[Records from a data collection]
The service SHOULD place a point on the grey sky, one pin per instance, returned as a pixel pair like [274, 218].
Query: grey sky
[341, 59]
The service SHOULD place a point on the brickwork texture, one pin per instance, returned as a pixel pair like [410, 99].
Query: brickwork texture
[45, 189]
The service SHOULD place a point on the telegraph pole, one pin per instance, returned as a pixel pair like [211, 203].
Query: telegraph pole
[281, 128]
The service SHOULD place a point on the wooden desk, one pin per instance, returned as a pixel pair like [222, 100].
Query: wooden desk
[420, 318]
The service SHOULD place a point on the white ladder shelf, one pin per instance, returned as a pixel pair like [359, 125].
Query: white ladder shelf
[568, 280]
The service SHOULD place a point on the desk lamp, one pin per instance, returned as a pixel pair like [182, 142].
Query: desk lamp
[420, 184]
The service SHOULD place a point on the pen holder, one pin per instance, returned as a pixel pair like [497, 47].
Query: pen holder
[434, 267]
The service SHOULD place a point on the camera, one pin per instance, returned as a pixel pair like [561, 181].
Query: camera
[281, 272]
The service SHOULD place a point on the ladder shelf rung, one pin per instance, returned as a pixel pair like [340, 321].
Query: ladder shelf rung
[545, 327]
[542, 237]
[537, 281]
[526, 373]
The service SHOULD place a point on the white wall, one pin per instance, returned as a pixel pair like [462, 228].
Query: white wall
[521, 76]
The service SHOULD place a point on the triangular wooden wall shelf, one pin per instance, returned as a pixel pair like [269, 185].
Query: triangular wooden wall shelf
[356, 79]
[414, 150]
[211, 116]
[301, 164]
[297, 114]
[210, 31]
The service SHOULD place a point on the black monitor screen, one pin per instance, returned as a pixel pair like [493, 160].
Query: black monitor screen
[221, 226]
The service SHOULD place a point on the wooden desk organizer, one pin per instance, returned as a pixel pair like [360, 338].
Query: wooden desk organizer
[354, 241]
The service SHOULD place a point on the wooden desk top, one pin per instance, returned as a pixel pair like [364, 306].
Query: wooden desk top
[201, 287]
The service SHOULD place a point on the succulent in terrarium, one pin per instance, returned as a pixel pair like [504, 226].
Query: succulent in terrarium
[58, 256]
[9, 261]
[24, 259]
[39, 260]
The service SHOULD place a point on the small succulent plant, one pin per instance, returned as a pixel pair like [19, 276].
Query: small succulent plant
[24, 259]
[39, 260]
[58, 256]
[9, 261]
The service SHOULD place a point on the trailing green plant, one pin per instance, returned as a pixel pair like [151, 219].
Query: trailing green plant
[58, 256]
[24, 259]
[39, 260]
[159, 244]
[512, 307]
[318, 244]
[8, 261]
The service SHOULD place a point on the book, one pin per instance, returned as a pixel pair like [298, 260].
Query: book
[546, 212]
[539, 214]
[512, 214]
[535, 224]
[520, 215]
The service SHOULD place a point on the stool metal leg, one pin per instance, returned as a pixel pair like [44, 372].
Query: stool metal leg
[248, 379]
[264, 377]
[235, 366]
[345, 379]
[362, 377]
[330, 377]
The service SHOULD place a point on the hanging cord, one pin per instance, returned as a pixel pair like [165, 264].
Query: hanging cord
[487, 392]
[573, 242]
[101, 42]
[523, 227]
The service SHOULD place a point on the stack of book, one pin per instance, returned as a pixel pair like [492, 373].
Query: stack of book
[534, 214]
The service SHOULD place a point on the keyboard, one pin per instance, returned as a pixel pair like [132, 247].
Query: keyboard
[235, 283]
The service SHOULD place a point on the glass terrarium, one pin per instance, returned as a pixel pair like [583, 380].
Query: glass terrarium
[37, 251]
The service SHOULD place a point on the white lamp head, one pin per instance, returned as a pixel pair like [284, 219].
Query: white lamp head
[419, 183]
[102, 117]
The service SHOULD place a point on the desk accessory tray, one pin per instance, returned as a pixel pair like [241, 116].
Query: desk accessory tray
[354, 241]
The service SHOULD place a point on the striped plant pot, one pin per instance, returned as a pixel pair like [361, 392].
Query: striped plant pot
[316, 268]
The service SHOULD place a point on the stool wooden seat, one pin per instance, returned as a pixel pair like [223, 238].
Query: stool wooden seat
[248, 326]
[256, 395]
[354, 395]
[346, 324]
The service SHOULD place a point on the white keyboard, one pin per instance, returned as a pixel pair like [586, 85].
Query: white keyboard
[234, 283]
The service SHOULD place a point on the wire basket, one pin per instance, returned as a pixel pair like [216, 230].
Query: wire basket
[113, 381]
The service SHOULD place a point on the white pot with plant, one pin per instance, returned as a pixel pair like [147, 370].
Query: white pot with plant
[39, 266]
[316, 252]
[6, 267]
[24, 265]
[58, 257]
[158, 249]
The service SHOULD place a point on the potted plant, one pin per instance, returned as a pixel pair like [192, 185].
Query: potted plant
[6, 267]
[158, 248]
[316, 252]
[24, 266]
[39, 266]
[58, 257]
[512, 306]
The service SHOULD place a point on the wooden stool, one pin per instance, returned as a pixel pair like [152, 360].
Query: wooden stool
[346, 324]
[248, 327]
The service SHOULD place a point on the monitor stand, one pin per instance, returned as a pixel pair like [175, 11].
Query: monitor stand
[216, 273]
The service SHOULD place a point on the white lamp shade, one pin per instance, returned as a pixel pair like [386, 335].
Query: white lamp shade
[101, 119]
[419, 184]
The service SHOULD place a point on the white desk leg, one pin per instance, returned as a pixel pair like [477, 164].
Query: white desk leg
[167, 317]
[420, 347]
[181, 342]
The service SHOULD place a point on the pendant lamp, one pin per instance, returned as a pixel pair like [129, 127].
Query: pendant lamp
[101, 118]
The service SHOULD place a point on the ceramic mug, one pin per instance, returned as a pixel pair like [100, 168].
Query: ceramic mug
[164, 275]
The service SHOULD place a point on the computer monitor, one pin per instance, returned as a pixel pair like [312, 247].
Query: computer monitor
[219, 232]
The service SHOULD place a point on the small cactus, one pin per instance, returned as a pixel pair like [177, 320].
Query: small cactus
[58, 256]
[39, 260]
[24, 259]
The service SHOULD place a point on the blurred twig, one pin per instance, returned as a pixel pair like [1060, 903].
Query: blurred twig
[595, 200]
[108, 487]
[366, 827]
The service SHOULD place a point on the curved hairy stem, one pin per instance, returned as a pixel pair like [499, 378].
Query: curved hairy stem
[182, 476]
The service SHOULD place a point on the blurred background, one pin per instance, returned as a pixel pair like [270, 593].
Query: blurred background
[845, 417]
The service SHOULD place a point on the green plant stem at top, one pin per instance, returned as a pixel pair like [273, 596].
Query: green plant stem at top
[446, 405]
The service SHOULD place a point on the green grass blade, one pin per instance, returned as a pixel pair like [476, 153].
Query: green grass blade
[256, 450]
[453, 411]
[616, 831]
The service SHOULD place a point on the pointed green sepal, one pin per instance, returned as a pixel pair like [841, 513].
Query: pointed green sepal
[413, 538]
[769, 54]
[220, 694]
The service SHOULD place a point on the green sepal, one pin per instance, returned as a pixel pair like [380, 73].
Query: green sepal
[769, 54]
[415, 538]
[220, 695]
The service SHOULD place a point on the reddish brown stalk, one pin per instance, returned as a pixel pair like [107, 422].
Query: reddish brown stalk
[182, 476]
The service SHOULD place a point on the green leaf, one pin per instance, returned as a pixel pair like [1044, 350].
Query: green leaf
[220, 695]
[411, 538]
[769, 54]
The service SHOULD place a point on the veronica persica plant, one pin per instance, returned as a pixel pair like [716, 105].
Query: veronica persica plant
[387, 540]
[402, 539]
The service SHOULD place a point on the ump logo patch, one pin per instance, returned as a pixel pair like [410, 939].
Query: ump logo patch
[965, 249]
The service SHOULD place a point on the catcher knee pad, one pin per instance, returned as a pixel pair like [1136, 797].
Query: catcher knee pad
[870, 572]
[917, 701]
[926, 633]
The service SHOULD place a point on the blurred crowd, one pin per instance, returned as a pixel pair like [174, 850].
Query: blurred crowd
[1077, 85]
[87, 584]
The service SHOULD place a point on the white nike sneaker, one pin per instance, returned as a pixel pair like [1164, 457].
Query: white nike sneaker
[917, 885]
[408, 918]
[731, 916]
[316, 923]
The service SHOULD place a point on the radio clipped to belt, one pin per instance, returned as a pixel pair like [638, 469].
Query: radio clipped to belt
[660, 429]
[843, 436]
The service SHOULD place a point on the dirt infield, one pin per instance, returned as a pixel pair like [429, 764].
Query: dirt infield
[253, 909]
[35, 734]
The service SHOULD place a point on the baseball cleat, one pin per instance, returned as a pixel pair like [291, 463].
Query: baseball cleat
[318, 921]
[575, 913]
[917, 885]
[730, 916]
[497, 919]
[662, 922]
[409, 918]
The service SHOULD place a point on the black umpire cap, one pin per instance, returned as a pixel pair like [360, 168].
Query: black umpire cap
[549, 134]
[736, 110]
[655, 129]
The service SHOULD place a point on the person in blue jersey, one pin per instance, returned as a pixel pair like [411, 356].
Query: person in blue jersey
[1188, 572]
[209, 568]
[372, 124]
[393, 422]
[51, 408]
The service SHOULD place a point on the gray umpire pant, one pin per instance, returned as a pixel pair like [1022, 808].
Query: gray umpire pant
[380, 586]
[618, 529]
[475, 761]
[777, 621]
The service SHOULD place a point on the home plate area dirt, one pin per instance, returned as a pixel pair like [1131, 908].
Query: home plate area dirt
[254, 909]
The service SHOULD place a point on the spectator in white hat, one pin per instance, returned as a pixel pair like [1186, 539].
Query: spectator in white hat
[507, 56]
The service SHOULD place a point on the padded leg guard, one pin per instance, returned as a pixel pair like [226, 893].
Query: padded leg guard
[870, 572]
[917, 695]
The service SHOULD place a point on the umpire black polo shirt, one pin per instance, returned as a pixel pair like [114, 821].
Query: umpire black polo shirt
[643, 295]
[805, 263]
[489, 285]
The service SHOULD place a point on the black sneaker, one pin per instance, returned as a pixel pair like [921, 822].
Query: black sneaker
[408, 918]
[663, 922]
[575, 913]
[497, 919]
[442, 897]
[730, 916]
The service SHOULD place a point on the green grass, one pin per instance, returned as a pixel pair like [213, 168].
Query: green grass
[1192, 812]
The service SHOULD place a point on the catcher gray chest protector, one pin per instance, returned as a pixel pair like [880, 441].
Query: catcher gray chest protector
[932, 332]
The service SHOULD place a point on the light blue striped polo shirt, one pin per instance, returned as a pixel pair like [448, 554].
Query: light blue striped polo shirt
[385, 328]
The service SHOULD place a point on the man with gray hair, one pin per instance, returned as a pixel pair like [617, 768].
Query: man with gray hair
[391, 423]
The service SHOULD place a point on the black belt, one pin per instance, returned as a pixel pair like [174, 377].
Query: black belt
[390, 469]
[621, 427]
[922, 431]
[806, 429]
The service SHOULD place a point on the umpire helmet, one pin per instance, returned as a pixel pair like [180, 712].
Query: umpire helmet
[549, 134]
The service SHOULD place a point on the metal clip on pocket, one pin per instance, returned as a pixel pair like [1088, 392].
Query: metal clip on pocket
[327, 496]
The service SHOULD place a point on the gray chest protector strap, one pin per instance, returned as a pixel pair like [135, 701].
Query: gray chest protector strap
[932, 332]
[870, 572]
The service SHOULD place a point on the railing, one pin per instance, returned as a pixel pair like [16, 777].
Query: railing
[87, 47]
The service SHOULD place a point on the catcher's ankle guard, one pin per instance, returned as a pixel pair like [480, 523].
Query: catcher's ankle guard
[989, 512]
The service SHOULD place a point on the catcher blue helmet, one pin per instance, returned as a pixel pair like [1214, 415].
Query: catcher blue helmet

REQUIREMENTS –
Quote, without any change, each line from the one that contains "The service SHOULD place a point on the catcher gray" through the end of the material.

THE RESPONSE –
The service SHOULD place a point on the catcher gray chest protector, one pin per instance, returned as a pixel pair like [880, 441].
Query: catcher gray chest protector
[932, 332]
The service SHOULD place a point on the light blue striped polo shirt, one pin per instance, returned as a pixel pair like [448, 554].
Query: light blue striped polo shirt
[385, 328]
The service SHOULD place a point on the man with gray hair, one pin per instance, returned as a pixel pair like [617, 768].
Query: man with gray hair
[391, 423]
The service SHOULD place a point on the black belt, one pin per instance, returned as a pixel pair like [174, 377].
Query: black belt
[390, 469]
[621, 427]
[922, 431]
[806, 429]
The service SHOULD place a point on the umpire helmet, one pin per instance, returned as a pixel pair like [180, 712].
Query: umpire helmet
[549, 134]
The service SHOULD place a point on the metal clip on pocket, one pin per instance, returned as a pixel pair like [1088, 392].
Query: metal clip on pocket
[327, 496]
The service SHOULD place a point on the gray chest protector strap, one pin per instance, returned as a pixel pair like [135, 701].
Query: gray chest protector strap
[932, 332]
[870, 572]
The service SHOULD place a point on the railing, one pin per instance, returned as a pixel pair like [16, 777].
Query: railing
[87, 47]
The service SHOULD place a point on the catcher's ankle guard, one pin per instance, returned as a pixel pair like [480, 523].
Query: catcher's ankle guard
[989, 512]
The service SHOULD place a point on the catcher blue helmet, one pin per instance, returned as a pixel pair like [1214, 415].
Query: catcher blue helmet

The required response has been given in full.